• TASK TO COMPLETE: Duplicate the part of the NFL Q&A that opens with the words "Justin in Dallas" and closes with "good college job.", keeping every word and mark the same.

• EXCERPT:
A: The owners have talked about the kneel-downs, but the victory formation always won out and probably always will. The NFL, thanks to the evolution of the quarterbacks, has grown so much with fourth-quarter comebacks. You can't guarantee any positive gain on any play, so I don't know if your suggestion works. Still, it is a thought.
Q: Do you see Mike Leach getting a shot at the NFL next year, maybe as an offensive coordinator? It would be interesting to see a Leach-run offense in the pros.
Justin in Dallas
A: That would be interesting, but I think the former Texas Tech head coach's offense is better suited to the college game. The guy is a brilliant offensive mind, and he makes the game so simple for a college quarterback. We all thought Norm Chow would be a big hit going to the Titans, but that didn't work out. Leach needs a good college job.
Q: Is QB John Beck a serious option for the Redskins? What do you think the chances are of him actually starting and being successful?
Jon in Virginia
A: Coaches are defined by whom they select as their quarterbacks. Mike Shanahan tried Donovan McNabb and didn't like it. Yes, he is going to go with John Beck. Shanahan went into the draft knowing he wasn't coming out with a quarterback and was planning to make Beck the starter. Like you, everyone is skeptical. Beck showed promise with the Dolphins, and then coach Cam Cameron invested a second-round choice in making him the long-term answer. Cameron lasted one year as a head coach. With all the needs the Redskins have on offense, it's hard to think Beck can bail them out.
Q: Do you agree with the Patriots selecting Ryan Mallett? Brady is still the best QB in the league, and Brian Hoyer is not bad. Do you think they would develop Mallett as a backup or develop him for a trade down the road?

Records in a dataset
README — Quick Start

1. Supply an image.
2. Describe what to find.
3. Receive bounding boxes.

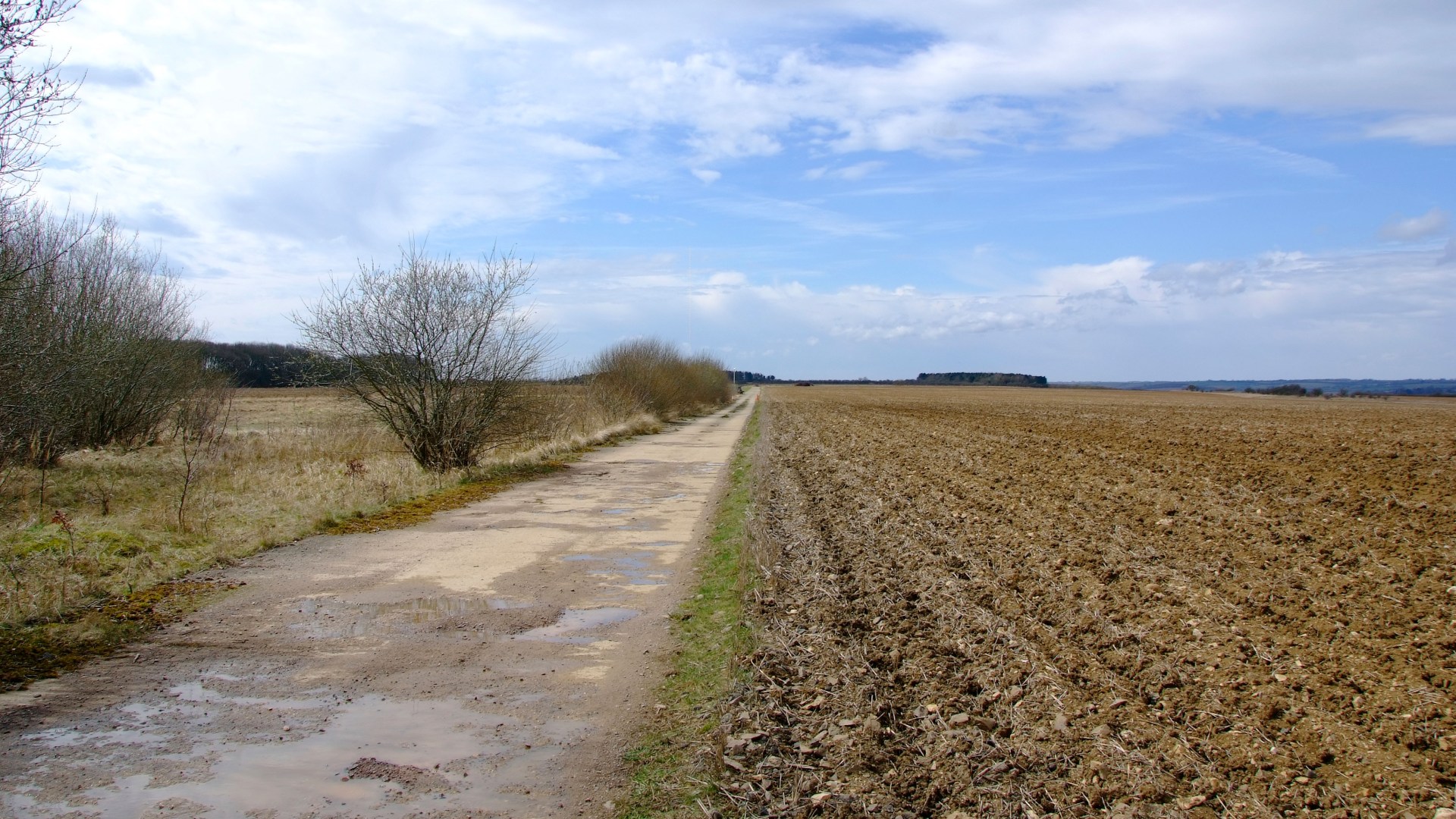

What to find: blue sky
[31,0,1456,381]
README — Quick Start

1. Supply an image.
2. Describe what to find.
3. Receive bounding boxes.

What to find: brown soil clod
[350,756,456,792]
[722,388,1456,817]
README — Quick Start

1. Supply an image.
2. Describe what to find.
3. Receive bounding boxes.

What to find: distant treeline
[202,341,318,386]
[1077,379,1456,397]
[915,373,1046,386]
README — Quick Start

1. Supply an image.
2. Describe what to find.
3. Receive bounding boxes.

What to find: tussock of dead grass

• ANSWER SECTION:
Justin in Dallas
A: That would be interesting, but I think the former Texas Tech head coach's offense is better suited to the college game. The guy is a brilliant offensive mind, and he makes the game so simple for a college quarterback. We all thought Norm Chow would be a big hit going to the Titans, but that didn't work out. Leach needs a good college job.